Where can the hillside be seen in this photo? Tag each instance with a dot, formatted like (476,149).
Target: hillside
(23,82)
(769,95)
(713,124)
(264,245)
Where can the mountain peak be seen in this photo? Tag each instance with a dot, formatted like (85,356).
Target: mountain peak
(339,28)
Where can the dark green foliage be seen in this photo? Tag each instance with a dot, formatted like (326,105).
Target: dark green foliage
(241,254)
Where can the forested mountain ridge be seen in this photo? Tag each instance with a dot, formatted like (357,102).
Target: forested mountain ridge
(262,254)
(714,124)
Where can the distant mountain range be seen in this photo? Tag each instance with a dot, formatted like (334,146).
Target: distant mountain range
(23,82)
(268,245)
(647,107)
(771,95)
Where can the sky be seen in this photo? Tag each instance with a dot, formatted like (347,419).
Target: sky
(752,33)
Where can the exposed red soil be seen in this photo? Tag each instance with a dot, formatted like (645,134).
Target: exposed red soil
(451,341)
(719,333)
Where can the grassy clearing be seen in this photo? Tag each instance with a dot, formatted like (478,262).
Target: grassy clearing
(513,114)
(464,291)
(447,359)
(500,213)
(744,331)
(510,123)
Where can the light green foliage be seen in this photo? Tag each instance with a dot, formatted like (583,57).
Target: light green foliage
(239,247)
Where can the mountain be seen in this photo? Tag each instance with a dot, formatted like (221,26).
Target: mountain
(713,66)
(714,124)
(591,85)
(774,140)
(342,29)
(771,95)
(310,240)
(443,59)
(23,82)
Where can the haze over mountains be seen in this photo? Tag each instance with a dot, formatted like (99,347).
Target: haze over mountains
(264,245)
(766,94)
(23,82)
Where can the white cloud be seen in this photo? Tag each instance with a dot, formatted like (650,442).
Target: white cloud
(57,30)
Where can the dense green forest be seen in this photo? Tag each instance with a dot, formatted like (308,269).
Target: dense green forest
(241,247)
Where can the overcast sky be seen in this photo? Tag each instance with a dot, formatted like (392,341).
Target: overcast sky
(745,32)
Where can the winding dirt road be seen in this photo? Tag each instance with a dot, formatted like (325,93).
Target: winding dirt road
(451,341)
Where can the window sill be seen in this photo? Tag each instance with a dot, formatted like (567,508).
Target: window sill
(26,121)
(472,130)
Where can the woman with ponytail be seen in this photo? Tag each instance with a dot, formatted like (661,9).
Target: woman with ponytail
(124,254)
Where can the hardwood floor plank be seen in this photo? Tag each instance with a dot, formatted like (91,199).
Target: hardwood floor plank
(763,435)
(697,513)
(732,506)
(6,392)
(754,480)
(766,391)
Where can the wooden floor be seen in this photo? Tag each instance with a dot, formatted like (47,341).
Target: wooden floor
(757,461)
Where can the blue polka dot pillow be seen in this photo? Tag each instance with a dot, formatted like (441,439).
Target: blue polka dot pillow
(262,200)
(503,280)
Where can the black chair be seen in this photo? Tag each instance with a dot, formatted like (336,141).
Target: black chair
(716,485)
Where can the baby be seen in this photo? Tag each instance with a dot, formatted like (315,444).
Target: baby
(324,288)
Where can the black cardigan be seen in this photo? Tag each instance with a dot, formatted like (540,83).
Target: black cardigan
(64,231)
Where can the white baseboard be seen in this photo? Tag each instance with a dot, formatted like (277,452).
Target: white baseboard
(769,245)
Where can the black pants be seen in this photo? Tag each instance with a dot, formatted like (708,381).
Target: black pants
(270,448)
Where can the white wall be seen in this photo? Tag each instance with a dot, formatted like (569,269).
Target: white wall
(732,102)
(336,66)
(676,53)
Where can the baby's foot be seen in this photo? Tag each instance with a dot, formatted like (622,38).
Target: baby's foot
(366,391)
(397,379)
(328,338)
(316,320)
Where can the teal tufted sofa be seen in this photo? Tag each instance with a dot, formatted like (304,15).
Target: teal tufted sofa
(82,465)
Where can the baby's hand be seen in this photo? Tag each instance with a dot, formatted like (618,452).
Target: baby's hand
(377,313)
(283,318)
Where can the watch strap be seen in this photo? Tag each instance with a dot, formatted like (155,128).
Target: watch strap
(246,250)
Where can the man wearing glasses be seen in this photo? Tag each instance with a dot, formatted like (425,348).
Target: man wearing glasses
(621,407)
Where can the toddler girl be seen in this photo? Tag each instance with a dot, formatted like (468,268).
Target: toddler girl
━━━━━━━━━━━━━━━━━━━━
Work instruction - Without changing a single character, write out all of the entries.

Problem solution -
Where can the hillside be seen in this photo? Tag each instance with a dot, formatted like (476,149).
Target: hillside
(23,82)
(769,95)
(713,124)
(264,245)
Where can the mountain peak be seen in this photo? Tag each instance with a dot, formatted like (85,356).
Target: mountain peak
(339,28)
Where can the dark green foliage be seen in this photo? Tag each instance with a dot, formatted like (326,105).
Target: dark green foliage
(241,254)
Where can the forested mountain ridge be seen in this photo? Tag each instance with a dot, formatted like (357,102).
Target: forested mountain ridge
(262,254)
(714,124)
Where can the distant mountain range be seen in this photo? Tag each instance with a dot, formatted like (334,146).
Target: distant mountain range
(23,82)
(268,245)
(647,107)
(771,95)
Where can the sky be seen in this photo? Tag each instance with a dot, formatted like (347,419).
Target: sky
(752,33)
Where can the exposed red soil be seen in this photo? Tag each instance with a dot, formatted like (645,134).
Target: exposed red soil
(451,341)
(719,333)
Where can the grassy clearing be seen in this photo? Tag each instance with a dot, formatted like (478,262).
Target: grassy clearing
(513,114)
(464,291)
(447,359)
(500,213)
(744,331)
(510,123)
Where can the light green foliage be seen in this photo? Tag each instance with a dot, formatted like (583,57).
Target: light green foliage
(239,247)
Where can the mountain be seen in this photo? Tag each instance with a dot, formatted like (221,26).
Target: mountain
(713,66)
(714,124)
(591,85)
(774,140)
(342,29)
(771,95)
(310,240)
(443,59)
(23,82)
Where can the haze over mountains be seen in this photo? Tag each instance with a dot, formatted like (99,347).
Target: haze over mountains
(264,245)
(766,94)
(23,82)
Where can the white cloud be seen in this photo? Tag each instance with a dot, formatted like (650,442).
Target: white cloud
(57,30)
Where can the dense green forest be seen in this photo? Tag each instance with a dot, formatted like (308,269).
Target: dense green forest
(241,247)
Where can the overcast sky be seen in this photo? Tag each instance with a dot, formatted like (392,341).
Target: overcast sky
(745,32)
Where can the winding dirt road be seen in this photo? Tag each instance with a dot, formatted like (325,93).
Target: winding dirt road
(451,341)
Where can the window sill be seen in this photo? Tag each instance with a dot, formatted like (567,508).
Target: window sill
(26,121)
(472,130)
Where can the woman with ponytail be seen in this photo? Tag each instance with a dot, formatted like (661,9).
Target: woman with ponytail
(124,254)
Where can the hardwood floor plank be seen in this photo? Tag each instance with a dot, formatted like (91,199).
Target: hardwood floor plank
(763,435)
(697,513)
(732,506)
(6,392)
(754,480)
(766,391)
Where can the wooden floor be seen in this photo? Tag each instance with a dot, formatted like (47,341).
Target: wooden floor
(757,461)
Where can the blue polka dot pillow be seen in this photo? Tag each instance with a dot, formatted like (441,439).
Target: blue polka dot pillow
(262,200)
(503,280)
Where can the black chair be seen in this photo? Tag each instance with a dot, formatted like (336,141).
Target: black chair
(716,485)
Where can the baby be seen in this photo? Tag each instance with a dot, formatted like (315,444).
Target: baby
(324,288)
Where can the black cardigan be seen in this photo? Tag each instance with a dot, formatted like (540,83).
Target: black cardigan
(64,231)
Where can the white baseboard be seen in this photo? Tag each instance with a dot, formatted like (277,452).
Target: white baseboard
(769,245)
Where can the black pants be seen in this photo? Tag each instance with a dot, formatted like (708,381).
Target: black pants
(270,448)
Where can the white wall be seen in this photo? Tag each instance with a dot, formatted like (569,269).
Target: white wall
(732,102)
(336,66)
(676,53)
Where can the baby's foot be seen in this photo? Tag each instance with a dot, formatted like (622,38).
Target: baby's foot
(366,391)
(397,379)
(328,338)
(316,320)
Where can the teal tufted sofa be seen in this photo? Tag each instance with a dot, formatted like (304,15).
Target: teal tufted sofa
(82,465)
Where can the baby's hand be seen in this photo? Tag each instance with a dot, formatted like (618,452).
Target: baby's hand
(377,313)
(283,318)
Where can the watch strap be seen in this photo? Tag each instance with a dot, formatted like (155,128).
Target: watch strap
(246,250)
Where can the man wearing glasses be seen in this photo? Tag each instance with a dot, formatted like (425,348).
Target: man wearing glasses
(621,407)
Where can the toddler girl be seen in this photo? Tag each instance with a dot, formatted like (468,268).
Target: toddler girl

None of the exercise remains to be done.